▶ [PAGE TEXT]
April 23, 2003|Joseph Menn | Times Staff Writer
Unable
 to extract their pound of flesh from bankrupt Napster Inc., two of the 
five major record labels are suing the venture capitalists who backed 
the defunct song-swapping service that turned music industry economics 
upside down.
Universal Music and EMI filed a federal 
lawsuit against Hummer Winblad Venture Partners and two of the San 
Francisco firm's general partners, Hank Barry and John Hummer, in Los 
Angeles on Monday. The suit claims that they contributed to the 
copyright violations by Napster's tens of millions of users.
In
 addition to seeking $150,000 per violation, the suit asks for punitive 
damages. It also is intended to dissuade investment in any of the 
song-swapping services that have risen in Napster's place.
"Businesses,
 as well as those individuals or entities who control them, premised on 
massive copyright infringement of works created by artists should face 
the legal consequences for their actions," the record labels said in a 
statement.
The suit may mark the first time an outside 
party has targeted a venture firm for wrongdoing by a company in which 
it invested. "I don't know if this has ever happened before," said 
Jeanne Metzger, vice president of the National Venture Capital Assn.

▶ [PROBLEM TO WORK ON] Please decide whether each statement agrees with the Napster lawsuit article, answering yes or no and quoting the words from the article that settle it: 1. The suit seeks punitive damages. 2. All five major record labels are suing the venture capitalists. 3. Jeanne Metzger is a general partner at Hummer Winblad. Rely only on the Napster lawsuit article for these answers.

[Excerpt from a dataset]
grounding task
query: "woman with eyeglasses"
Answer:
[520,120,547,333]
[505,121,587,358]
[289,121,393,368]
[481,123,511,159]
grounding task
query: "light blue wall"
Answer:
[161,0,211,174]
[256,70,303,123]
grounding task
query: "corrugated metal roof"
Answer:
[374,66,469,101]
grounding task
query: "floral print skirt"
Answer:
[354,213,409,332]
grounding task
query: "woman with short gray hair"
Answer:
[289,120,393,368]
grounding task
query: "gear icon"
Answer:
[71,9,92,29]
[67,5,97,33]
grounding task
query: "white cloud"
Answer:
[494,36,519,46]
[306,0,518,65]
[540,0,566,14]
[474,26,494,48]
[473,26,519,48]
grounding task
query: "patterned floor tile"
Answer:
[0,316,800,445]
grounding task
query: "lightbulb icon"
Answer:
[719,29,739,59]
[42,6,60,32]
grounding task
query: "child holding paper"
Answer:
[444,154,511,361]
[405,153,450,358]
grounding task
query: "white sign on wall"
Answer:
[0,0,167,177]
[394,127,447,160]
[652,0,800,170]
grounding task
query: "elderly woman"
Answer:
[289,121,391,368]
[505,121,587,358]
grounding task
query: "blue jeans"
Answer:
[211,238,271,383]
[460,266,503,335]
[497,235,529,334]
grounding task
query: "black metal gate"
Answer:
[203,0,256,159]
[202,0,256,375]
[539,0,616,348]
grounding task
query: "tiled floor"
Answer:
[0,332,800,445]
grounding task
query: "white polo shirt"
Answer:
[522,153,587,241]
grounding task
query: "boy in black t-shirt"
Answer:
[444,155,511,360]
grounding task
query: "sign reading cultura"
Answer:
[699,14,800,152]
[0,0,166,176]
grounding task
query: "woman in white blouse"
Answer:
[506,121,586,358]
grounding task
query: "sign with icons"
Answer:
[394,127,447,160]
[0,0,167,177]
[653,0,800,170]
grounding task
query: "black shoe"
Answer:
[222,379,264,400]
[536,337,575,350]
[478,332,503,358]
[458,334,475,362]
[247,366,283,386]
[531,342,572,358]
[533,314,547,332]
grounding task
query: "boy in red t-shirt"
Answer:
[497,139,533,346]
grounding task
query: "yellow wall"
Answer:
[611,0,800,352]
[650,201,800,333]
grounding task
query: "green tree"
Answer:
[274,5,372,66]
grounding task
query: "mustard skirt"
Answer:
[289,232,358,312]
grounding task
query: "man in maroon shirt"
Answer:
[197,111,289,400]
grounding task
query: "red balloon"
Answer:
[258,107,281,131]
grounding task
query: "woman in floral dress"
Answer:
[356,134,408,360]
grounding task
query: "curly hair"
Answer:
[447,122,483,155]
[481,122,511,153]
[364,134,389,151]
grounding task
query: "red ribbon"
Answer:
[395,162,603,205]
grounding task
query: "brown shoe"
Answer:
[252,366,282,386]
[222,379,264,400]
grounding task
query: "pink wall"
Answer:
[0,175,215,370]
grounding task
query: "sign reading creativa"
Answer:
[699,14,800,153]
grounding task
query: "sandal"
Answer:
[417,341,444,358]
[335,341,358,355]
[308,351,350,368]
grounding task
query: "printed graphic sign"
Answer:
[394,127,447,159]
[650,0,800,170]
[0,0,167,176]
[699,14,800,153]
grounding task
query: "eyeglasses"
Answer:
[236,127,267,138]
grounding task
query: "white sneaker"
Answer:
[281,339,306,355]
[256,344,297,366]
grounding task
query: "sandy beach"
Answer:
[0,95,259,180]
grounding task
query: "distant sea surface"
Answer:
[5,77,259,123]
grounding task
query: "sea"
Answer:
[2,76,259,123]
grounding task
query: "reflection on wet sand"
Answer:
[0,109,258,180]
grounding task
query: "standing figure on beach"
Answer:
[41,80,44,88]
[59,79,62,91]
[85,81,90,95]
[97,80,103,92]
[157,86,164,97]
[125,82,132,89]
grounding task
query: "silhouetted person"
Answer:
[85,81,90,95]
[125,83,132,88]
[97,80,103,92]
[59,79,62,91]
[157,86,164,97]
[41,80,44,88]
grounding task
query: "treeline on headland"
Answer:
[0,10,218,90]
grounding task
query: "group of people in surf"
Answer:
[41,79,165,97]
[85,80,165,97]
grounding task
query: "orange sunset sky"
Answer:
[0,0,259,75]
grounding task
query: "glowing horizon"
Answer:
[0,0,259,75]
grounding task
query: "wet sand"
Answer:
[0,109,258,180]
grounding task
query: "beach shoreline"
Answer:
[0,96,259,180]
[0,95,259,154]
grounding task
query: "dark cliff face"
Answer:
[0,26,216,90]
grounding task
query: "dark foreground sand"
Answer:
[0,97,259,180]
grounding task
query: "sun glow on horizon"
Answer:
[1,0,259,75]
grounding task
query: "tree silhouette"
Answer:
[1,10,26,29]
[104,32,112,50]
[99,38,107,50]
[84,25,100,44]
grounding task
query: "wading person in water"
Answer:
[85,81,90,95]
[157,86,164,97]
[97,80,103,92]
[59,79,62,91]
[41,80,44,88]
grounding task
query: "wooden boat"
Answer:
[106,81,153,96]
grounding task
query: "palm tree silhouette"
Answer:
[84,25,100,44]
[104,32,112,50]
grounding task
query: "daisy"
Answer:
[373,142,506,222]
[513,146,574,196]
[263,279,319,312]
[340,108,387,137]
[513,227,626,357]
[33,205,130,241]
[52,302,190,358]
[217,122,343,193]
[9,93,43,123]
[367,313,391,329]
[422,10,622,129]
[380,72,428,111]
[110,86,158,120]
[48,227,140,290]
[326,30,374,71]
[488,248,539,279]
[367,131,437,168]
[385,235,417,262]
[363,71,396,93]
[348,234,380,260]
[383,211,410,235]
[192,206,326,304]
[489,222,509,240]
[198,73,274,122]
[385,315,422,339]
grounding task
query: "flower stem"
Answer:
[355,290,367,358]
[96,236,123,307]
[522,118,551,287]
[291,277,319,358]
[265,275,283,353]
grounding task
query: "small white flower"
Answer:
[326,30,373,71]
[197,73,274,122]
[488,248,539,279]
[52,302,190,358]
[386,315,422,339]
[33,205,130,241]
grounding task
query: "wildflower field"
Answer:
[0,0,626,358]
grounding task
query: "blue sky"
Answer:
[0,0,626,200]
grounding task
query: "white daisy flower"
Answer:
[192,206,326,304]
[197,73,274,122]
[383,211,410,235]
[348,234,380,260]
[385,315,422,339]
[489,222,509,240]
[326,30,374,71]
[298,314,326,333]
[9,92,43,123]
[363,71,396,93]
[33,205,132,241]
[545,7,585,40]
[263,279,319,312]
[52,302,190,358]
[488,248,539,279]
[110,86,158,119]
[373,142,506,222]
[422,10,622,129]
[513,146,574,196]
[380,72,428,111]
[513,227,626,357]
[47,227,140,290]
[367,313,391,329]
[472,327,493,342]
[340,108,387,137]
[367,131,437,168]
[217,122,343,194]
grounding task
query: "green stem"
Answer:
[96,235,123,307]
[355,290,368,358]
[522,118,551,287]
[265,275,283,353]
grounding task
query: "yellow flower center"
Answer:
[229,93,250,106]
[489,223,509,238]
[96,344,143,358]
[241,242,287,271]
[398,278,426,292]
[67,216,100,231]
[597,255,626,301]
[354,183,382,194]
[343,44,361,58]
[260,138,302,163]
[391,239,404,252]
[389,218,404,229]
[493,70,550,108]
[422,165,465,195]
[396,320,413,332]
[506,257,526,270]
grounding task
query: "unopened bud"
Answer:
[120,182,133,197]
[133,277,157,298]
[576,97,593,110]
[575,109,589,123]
* * *
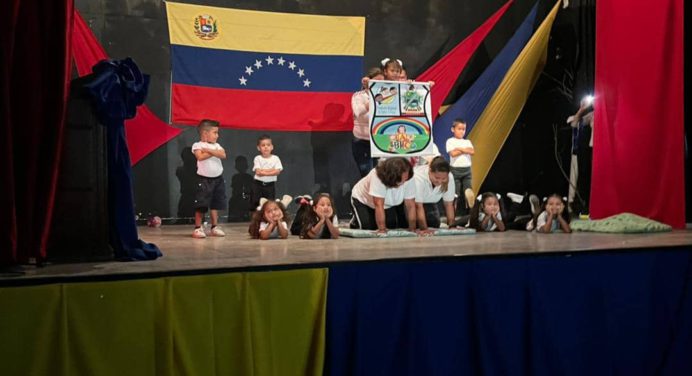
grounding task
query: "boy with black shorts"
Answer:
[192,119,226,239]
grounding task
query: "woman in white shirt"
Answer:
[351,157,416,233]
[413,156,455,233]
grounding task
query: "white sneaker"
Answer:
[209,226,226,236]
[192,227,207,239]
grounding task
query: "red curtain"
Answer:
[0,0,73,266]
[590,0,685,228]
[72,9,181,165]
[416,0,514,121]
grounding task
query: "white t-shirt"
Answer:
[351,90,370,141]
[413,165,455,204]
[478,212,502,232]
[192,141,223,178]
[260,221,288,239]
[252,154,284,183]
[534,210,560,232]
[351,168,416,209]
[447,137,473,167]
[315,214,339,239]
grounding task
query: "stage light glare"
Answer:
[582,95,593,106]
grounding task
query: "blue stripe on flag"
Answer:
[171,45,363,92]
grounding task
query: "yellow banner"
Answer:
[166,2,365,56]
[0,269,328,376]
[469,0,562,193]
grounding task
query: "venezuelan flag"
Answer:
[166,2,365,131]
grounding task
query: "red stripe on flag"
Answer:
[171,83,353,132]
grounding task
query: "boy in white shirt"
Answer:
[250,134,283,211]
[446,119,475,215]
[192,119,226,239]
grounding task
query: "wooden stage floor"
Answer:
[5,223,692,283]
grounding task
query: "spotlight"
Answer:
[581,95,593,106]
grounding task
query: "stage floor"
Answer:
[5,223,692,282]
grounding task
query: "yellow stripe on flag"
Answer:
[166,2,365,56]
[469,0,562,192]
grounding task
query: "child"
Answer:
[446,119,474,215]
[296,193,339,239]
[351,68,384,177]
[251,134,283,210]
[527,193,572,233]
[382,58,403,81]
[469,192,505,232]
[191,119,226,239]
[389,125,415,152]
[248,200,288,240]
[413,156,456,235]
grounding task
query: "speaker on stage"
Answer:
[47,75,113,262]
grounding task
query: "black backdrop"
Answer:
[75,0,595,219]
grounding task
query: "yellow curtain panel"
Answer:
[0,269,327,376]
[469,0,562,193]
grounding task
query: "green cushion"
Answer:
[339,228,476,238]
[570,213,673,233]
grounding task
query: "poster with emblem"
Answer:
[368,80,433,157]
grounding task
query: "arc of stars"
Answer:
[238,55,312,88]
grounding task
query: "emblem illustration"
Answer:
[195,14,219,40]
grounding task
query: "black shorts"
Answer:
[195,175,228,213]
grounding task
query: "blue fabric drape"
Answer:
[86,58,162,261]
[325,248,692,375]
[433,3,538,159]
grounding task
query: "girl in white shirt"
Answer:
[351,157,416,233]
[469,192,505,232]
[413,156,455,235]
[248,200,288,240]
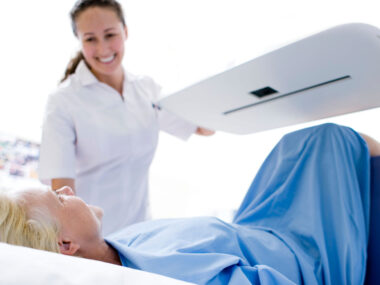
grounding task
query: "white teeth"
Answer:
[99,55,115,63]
--
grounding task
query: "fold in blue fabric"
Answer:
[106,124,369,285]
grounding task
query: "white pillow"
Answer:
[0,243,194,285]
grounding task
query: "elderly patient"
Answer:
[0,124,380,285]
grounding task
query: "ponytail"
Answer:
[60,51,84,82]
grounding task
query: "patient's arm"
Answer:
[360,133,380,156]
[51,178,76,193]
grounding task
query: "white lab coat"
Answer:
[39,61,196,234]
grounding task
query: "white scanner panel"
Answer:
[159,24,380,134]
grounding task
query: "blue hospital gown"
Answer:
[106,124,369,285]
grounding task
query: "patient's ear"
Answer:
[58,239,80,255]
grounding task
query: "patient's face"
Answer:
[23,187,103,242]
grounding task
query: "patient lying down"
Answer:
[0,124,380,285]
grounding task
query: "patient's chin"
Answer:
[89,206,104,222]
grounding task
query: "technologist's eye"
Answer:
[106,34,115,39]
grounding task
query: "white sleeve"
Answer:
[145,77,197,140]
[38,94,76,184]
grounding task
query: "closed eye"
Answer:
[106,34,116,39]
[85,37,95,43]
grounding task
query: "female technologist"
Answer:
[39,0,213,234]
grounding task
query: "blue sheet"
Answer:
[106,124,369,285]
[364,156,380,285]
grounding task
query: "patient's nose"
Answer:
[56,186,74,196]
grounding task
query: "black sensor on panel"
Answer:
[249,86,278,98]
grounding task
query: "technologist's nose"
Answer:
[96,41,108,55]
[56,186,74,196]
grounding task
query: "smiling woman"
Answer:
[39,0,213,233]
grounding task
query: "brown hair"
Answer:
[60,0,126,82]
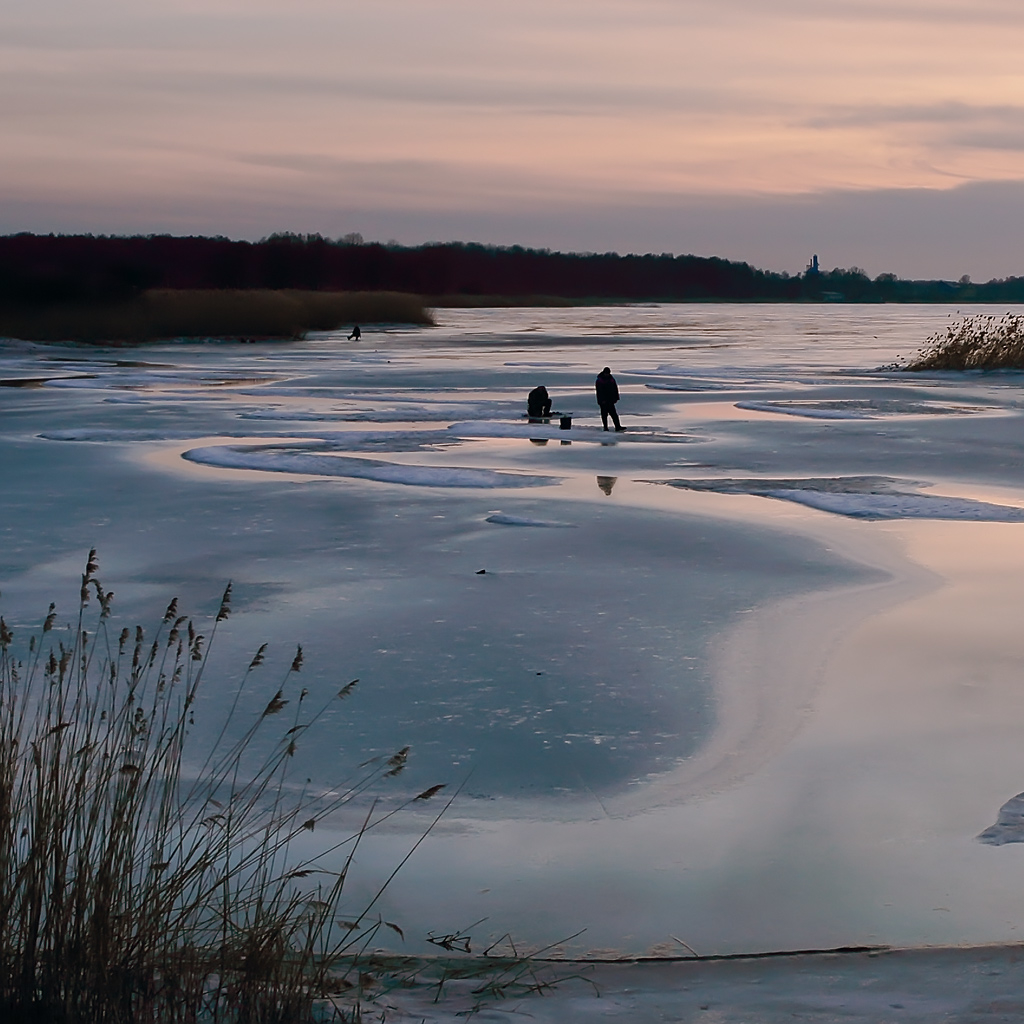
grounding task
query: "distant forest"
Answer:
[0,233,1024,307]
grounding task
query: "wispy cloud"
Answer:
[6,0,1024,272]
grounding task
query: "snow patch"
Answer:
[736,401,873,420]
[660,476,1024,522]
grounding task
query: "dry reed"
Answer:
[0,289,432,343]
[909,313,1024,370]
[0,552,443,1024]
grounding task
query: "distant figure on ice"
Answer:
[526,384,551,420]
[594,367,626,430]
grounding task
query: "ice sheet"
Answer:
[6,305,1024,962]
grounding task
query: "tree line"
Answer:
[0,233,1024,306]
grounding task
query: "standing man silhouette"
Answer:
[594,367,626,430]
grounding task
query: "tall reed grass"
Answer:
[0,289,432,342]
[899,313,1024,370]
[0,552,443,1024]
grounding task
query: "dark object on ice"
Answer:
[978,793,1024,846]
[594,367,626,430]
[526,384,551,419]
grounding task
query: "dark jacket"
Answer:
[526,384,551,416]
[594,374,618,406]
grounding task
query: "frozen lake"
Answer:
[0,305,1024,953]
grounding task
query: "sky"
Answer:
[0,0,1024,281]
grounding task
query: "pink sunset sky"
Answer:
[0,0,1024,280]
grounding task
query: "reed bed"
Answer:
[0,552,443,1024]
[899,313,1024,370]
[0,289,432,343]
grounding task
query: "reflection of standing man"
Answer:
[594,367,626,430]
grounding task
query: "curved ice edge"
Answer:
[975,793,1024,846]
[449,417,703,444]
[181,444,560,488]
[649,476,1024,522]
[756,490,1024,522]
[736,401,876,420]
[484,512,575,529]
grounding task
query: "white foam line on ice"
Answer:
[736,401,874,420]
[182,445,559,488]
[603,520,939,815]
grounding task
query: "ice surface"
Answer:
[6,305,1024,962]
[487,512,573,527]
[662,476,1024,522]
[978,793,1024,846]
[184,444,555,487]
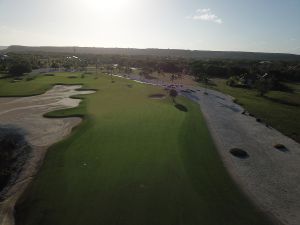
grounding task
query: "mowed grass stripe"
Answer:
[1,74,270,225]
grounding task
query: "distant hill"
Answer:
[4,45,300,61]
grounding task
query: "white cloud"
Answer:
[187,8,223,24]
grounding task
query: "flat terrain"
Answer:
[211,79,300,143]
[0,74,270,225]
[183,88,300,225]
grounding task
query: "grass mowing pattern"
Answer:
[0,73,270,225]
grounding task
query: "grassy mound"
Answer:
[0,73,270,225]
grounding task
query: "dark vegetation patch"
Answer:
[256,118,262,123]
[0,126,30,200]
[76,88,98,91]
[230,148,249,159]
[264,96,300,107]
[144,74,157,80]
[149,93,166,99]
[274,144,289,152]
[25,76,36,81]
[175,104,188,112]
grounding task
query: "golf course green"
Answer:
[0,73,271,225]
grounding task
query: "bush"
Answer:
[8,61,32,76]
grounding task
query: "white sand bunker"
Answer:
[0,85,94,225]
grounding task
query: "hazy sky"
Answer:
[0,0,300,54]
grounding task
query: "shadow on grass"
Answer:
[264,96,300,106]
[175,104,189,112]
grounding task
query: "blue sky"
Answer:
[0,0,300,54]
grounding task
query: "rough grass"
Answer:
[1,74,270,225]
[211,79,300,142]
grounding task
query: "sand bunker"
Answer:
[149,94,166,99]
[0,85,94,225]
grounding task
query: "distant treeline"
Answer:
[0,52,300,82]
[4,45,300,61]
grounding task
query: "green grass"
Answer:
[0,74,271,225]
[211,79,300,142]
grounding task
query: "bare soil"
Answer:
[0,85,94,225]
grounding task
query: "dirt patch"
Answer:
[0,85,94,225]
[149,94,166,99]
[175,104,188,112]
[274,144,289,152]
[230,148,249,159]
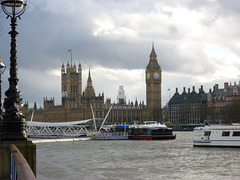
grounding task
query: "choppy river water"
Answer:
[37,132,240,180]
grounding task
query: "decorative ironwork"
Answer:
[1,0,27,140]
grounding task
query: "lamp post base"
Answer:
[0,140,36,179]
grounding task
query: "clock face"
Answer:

▶ [ANSWER FOR THIS EXERCISE]
1. Yes: "the suit asks for punitive damages."
2. No: "two of the five major record labels are suing the venture capitalists"
3. No: "Jeanne Metzger, vice president of the National Venture Capital Assn."